● Entries taken from a collection
---*---
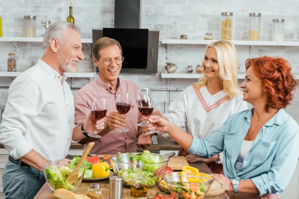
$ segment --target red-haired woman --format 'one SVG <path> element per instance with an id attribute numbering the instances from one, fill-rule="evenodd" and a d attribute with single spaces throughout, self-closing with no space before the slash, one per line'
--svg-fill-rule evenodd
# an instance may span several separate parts
<path id="1" fill-rule="evenodd" d="M 299 126 L 284 110 L 294 98 L 296 80 L 290 63 L 281 58 L 248 59 L 241 87 L 243 100 L 253 108 L 229 116 L 207 138 L 192 136 L 158 116 L 150 117 L 154 124 L 149 129 L 166 131 L 199 157 L 223 151 L 224 175 L 214 174 L 214 178 L 227 191 L 280 198 L 299 157 Z"/>

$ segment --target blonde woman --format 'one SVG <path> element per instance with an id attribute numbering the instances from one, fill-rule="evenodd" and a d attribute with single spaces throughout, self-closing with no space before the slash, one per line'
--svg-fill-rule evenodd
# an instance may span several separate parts
<path id="1" fill-rule="evenodd" d="M 247 109 L 237 83 L 238 60 L 233 44 L 220 40 L 208 45 L 202 66 L 204 76 L 198 83 L 181 92 L 163 115 L 199 138 L 207 137 L 229 116 Z M 186 159 L 190 162 L 211 163 L 220 160 L 222 156 L 218 154 L 204 159 L 188 155 Z"/>

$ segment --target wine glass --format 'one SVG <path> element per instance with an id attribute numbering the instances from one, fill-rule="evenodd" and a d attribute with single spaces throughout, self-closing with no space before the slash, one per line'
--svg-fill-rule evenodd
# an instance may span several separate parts
<path id="1" fill-rule="evenodd" d="M 119 92 L 116 96 L 116 109 L 122 114 L 127 114 L 131 107 L 131 95 L 129 93 Z M 116 128 L 115 131 L 118 132 L 128 132 L 128 129 L 124 128 Z"/>
<path id="2" fill-rule="evenodd" d="M 139 112 L 146 117 L 150 117 L 153 111 L 153 102 L 151 97 L 148 94 L 142 94 L 138 96 L 138 98 L 140 99 L 137 101 Z M 158 132 L 159 131 L 151 129 L 146 134 L 148 135 Z"/>
<path id="3" fill-rule="evenodd" d="M 137 90 L 137 96 L 136 97 L 136 100 L 137 101 L 137 104 L 139 103 L 140 100 L 142 100 L 142 99 L 140 99 L 140 96 L 143 94 L 147 94 L 151 96 L 151 92 L 150 91 L 150 87 L 140 87 L 138 88 Z M 143 101 L 144 103 L 144 101 Z M 137 124 L 137 126 L 148 126 L 148 123 L 147 121 L 142 119 L 142 121 L 140 123 Z"/>
<path id="4" fill-rule="evenodd" d="M 92 116 L 98 121 L 105 116 L 107 112 L 108 100 L 106 98 L 102 98 L 100 97 L 96 97 L 94 99 L 92 105 L 91 106 L 91 114 Z M 102 137 L 98 135 L 97 128 L 93 134 L 89 134 L 90 137 L 101 138 Z"/>

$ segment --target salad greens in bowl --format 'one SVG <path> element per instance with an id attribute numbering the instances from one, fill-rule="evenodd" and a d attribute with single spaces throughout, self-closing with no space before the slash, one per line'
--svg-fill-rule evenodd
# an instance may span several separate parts
<path id="1" fill-rule="evenodd" d="M 84 160 L 81 167 L 75 169 L 80 157 L 75 156 L 71 162 L 67 161 L 49 162 L 42 165 L 43 173 L 47 183 L 51 190 L 54 192 L 59 188 L 63 188 L 74 192 L 77 190 L 82 181 L 85 170 L 88 171 L 91 167 L 91 163 Z M 66 179 L 72 172 L 77 169 L 79 170 L 78 178 L 74 183 L 70 184 Z"/>
<path id="2" fill-rule="evenodd" d="M 123 184 L 130 187 L 132 178 L 136 175 L 137 163 L 141 161 L 143 166 L 143 176 L 146 178 L 148 188 L 157 185 L 164 176 L 169 158 L 165 156 L 144 153 L 119 154 L 110 157 L 114 173 L 123 177 Z"/>
<path id="3" fill-rule="evenodd" d="M 213 184 L 214 178 L 212 175 L 203 173 L 177 172 L 165 174 L 164 181 L 169 192 L 176 193 L 178 198 L 202 199 Z"/>

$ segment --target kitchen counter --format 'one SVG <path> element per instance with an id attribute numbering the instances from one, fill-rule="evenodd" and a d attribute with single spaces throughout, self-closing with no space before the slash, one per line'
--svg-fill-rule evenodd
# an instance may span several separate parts
<path id="1" fill-rule="evenodd" d="M 150 146 L 148 147 L 147 150 L 150 151 L 159 151 L 159 150 L 172 150 L 178 151 L 180 146 L 176 142 L 171 140 L 170 138 L 165 138 L 159 135 L 157 136 L 158 144 L 152 144 Z M 0 148 L 3 148 L 4 146 L 0 145 Z M 83 145 L 78 143 L 72 143 L 70 149 L 83 149 Z M 138 148 L 137 150 L 142 150 L 141 148 Z"/>
<path id="2" fill-rule="evenodd" d="M 204 163 L 189 163 L 190 166 L 198 168 L 199 171 L 202 173 L 208 174 L 211 173 L 211 171 Z M 86 194 L 89 188 L 89 185 L 91 183 L 82 182 L 78 189 L 74 193 L 76 194 Z M 101 182 L 101 188 L 103 190 L 102 198 L 109 198 L 109 180 Z M 161 192 L 158 188 L 157 186 L 148 189 L 148 197 L 154 196 L 157 193 Z M 123 187 L 122 199 L 134 199 L 130 195 L 130 188 Z M 38 192 L 35 199 L 53 199 L 53 192 L 50 189 L 49 186 L 46 183 Z M 226 193 L 224 193 L 221 195 L 213 197 L 205 197 L 205 199 L 229 199 L 229 198 Z"/>

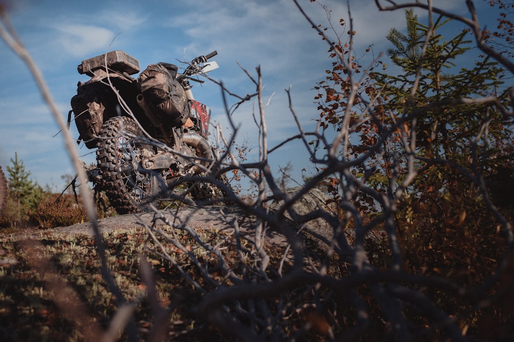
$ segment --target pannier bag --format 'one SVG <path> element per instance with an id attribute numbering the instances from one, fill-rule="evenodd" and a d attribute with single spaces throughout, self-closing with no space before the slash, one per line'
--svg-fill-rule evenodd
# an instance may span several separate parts
<path id="1" fill-rule="evenodd" d="M 100 82 L 86 83 L 79 86 L 77 95 L 71 98 L 71 109 L 80 135 L 77 142 L 83 140 L 88 148 L 96 147 L 96 137 L 103 123 L 108 91 Z"/>
<path id="2" fill-rule="evenodd" d="M 154 124 L 166 127 L 181 126 L 189 117 L 186 91 L 176 78 L 177 67 L 160 63 L 150 64 L 137 78 L 146 115 Z"/>

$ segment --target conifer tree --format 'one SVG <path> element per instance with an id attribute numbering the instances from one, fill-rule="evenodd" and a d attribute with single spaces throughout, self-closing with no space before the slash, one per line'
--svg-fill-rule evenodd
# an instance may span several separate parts
<path id="1" fill-rule="evenodd" d="M 25 169 L 23 161 L 18 159 L 17 153 L 14 153 L 14 159 L 11 158 L 10 161 L 12 165 L 7 166 L 9 191 L 16 206 L 16 218 L 19 219 L 22 209 L 35 207 L 42 192 L 41 187 L 29 178 L 31 173 Z"/>

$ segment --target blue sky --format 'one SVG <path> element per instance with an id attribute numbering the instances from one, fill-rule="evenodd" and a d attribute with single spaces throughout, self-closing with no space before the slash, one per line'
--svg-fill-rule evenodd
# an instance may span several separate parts
<path id="1" fill-rule="evenodd" d="M 265 97 L 273 94 L 266 108 L 270 147 L 297 132 L 284 91 L 290 85 L 295 110 L 305 129 L 315 126 L 312 119 L 317 111 L 313 88 L 324 77 L 331 61 L 326 53 L 328 46 L 291 0 L 11 2 L 8 12 L 11 21 L 45 76 L 63 117 L 70 109 L 69 100 L 76 93 L 77 82 L 87 79 L 77 72 L 82 60 L 107 50 L 122 50 L 138 59 L 144 69 L 151 63 L 177 63 L 177 60 L 190 60 L 216 50 L 218 55 L 213 59 L 220 68 L 209 75 L 237 93 L 255 91 L 238 62 L 253 75 L 255 67 L 261 66 Z M 326 23 L 319 5 L 308 0 L 299 2 L 316 22 Z M 346 1 L 321 3 L 332 9 L 335 23 L 340 17 L 347 18 Z M 483 3 L 477 0 L 475 4 L 482 7 Z M 464 0 L 435 3 L 466 12 Z M 376 54 L 384 51 L 388 30 L 405 26 L 402 11 L 380 13 L 373 0 L 354 0 L 351 6 L 357 50 L 363 52 L 373 44 Z M 65 185 L 61 176 L 75 174 L 63 136 L 52 138 L 59 130 L 57 124 L 31 76 L 3 41 L 0 61 L 0 165 L 10 165 L 16 151 L 33 179 L 60 191 Z M 212 108 L 214 123 L 225 128 L 218 87 L 206 83 L 196 85 L 193 92 L 197 100 Z M 235 100 L 229 98 L 229 101 Z M 233 119 L 241 125 L 240 143 L 247 142 L 256 151 L 257 129 L 251 113 L 249 104 Z M 74 124 L 71 128 L 77 137 Z M 82 145 L 77 148 L 86 163 L 94 161 L 91 150 Z M 299 180 L 301 169 L 309 166 L 299 143 L 286 145 L 270 158 L 273 170 L 290 162 Z"/>

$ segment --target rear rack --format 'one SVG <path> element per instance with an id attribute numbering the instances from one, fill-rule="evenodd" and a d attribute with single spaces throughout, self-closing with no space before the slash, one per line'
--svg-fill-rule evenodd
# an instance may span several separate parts
<path id="1" fill-rule="evenodd" d="M 105 68 L 106 60 L 108 68 L 117 71 L 126 72 L 129 75 L 137 73 L 141 70 L 139 68 L 139 61 L 121 50 L 112 51 L 82 61 L 82 64 L 77 67 L 77 70 L 81 75 L 86 74 L 92 77 L 93 71 L 98 69 Z"/>

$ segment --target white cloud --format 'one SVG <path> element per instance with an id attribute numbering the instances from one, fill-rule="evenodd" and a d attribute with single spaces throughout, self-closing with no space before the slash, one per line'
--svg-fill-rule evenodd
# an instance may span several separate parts
<path id="1" fill-rule="evenodd" d="M 56 41 L 66 53 L 74 57 L 105 49 L 115 36 L 110 30 L 92 25 L 65 24 L 53 27 L 60 33 Z"/>

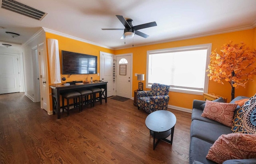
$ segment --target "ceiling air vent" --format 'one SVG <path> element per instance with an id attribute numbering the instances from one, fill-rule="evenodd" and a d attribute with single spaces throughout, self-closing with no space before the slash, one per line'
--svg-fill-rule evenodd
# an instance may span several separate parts
<path id="1" fill-rule="evenodd" d="M 44 12 L 14 0 L 2 0 L 2 8 L 40 21 L 47 15 Z"/>

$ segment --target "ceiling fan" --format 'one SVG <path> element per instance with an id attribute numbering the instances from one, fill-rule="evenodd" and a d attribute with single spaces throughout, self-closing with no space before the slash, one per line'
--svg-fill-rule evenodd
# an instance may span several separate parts
<path id="1" fill-rule="evenodd" d="M 142 24 L 140 25 L 134 26 L 132 25 L 133 20 L 131 19 L 125 20 L 122 16 L 116 15 L 116 17 L 124 25 L 125 27 L 124 29 L 101 29 L 103 30 L 124 30 L 124 34 L 121 37 L 121 39 L 132 38 L 134 35 L 134 34 L 138 35 L 144 38 L 146 38 L 149 35 L 142 32 L 138 31 L 138 29 L 144 29 L 145 28 L 150 27 L 151 27 L 157 25 L 155 21 Z"/>

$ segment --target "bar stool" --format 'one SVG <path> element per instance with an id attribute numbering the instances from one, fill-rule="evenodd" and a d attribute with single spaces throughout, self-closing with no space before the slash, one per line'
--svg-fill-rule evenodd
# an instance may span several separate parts
<path id="1" fill-rule="evenodd" d="M 100 104 L 102 103 L 102 90 L 101 88 L 92 88 L 89 90 L 92 91 L 92 106 L 94 106 L 94 104 L 96 102 L 96 100 L 98 100 L 100 102 Z M 99 97 L 96 97 L 96 94 L 99 93 Z"/>
<path id="2" fill-rule="evenodd" d="M 84 106 L 86 105 L 88 103 L 90 103 L 91 104 L 91 108 L 92 107 L 92 91 L 88 90 L 84 90 L 77 91 L 81 94 L 81 111 L 83 110 L 83 106 L 84 103 Z M 90 98 L 89 99 L 89 96 Z"/>
<path id="3" fill-rule="evenodd" d="M 69 115 L 70 110 L 74 109 L 78 106 L 79 108 L 79 112 L 81 111 L 81 94 L 79 92 L 76 91 L 72 91 L 69 92 L 64 93 L 61 94 L 62 97 L 62 112 L 64 112 L 64 111 L 66 110 L 68 116 Z M 64 99 L 67 100 L 67 108 L 65 108 L 64 106 Z M 79 100 L 79 102 L 78 102 L 77 99 Z M 73 99 L 74 108 L 70 109 L 69 107 L 69 100 L 70 99 Z"/>

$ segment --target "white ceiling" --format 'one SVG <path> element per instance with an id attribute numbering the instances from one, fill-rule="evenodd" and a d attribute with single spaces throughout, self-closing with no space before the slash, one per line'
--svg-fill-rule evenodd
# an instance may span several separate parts
<path id="1" fill-rule="evenodd" d="M 2 0 L 0 0 L 2 5 Z M 42 27 L 117 49 L 251 29 L 256 27 L 255 0 L 19 0 L 48 13 L 39 21 L 0 8 L 0 46 L 24 43 Z M 134 26 L 156 21 L 157 26 L 120 39 L 124 28 L 115 16 L 131 18 Z M 12 38 L 6 31 L 20 35 Z M 3 41 L 3 40 L 8 41 Z"/>

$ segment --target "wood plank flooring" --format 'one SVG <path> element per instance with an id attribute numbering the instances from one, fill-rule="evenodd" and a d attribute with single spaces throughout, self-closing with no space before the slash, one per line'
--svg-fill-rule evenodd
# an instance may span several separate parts
<path id="1" fill-rule="evenodd" d="M 102 102 L 57 119 L 23 93 L 0 95 L 0 163 L 188 163 L 191 113 L 168 109 L 177 118 L 172 145 L 153 150 L 146 113 L 131 100 Z"/>

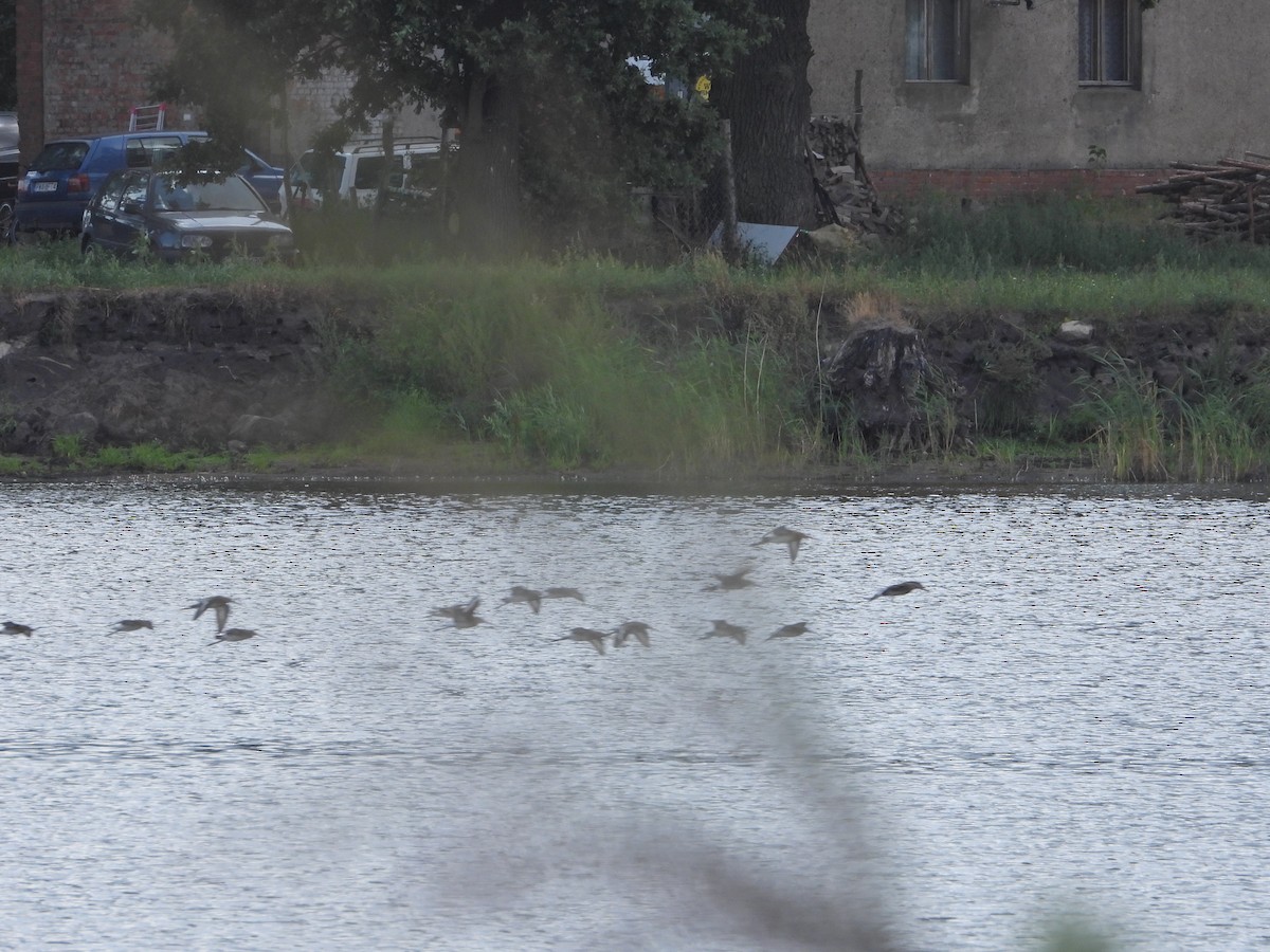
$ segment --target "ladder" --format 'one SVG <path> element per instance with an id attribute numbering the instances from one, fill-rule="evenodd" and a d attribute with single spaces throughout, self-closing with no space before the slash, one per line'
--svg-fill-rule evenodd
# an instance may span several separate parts
<path id="1" fill-rule="evenodd" d="M 168 118 L 168 104 L 135 105 L 128 114 L 128 132 L 159 131 Z"/>

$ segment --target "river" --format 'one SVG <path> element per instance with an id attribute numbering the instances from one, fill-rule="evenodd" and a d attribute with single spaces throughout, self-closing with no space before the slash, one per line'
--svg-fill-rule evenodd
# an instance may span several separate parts
<path id="1" fill-rule="evenodd" d="M 0 519 L 0 947 L 1270 946 L 1261 490 L 118 479 Z"/>

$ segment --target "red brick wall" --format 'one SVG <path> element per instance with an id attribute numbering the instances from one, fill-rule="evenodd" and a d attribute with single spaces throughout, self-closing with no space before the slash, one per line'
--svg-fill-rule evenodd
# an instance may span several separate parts
<path id="1" fill-rule="evenodd" d="M 168 47 L 141 29 L 132 0 L 43 0 L 43 8 L 46 138 L 122 132 L 132 107 L 151 102 L 150 71 Z"/>
<path id="2" fill-rule="evenodd" d="M 166 43 L 142 29 L 132 0 L 17 0 L 18 121 L 29 160 L 48 138 L 122 132 L 151 102 Z M 168 127 L 188 127 L 168 113 Z"/>
<path id="3" fill-rule="evenodd" d="M 870 170 L 885 199 L 912 198 L 926 190 L 991 199 L 1040 192 L 1087 192 L 1132 195 L 1138 185 L 1168 178 L 1167 169 L 885 169 Z"/>

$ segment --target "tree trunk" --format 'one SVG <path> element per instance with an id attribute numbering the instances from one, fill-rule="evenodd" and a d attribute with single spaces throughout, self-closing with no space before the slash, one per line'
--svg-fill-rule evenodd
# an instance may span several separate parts
<path id="1" fill-rule="evenodd" d="M 522 246 L 518 84 L 509 75 L 476 75 L 460 109 L 456 168 L 458 241 L 479 258 Z"/>
<path id="2" fill-rule="evenodd" d="M 780 18 L 768 39 L 733 65 L 710 90 L 719 113 L 732 121 L 737 213 L 761 225 L 815 225 L 815 193 L 806 164 L 812 85 L 806 67 L 810 0 L 758 0 Z"/>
---*---
● WHAT IS BEING ASKED
Recast the rows as a JSON list of strings, one string per line and blank lines omitted, beginning with the first line of the rows and stopping after the line that contains "299 126 L 284". Leave the pictures out.

● THE SOLUTION
[
  "$ segment --target red-haired woman --format 'one SVG <path> element per instance with an id attribute numbering the instances from one, fill-rule=\"evenodd\" and a d attribute with single spaces throughout, self-closing with no space before the slash, one per line'",
  "--svg-fill-rule evenodd",
  "# an instance may span several separate parts",
  "<path id=\"1\" fill-rule=\"evenodd\" d=\"M 299 126 L 284 110 L 294 98 L 296 80 L 290 63 L 281 58 L 248 59 L 241 87 L 243 100 L 253 108 L 229 116 L 207 138 L 192 136 L 158 116 L 150 117 L 154 124 L 149 129 L 166 131 L 199 157 L 223 151 L 224 175 L 214 174 L 214 178 L 227 191 L 280 198 L 299 157 Z\"/>"
]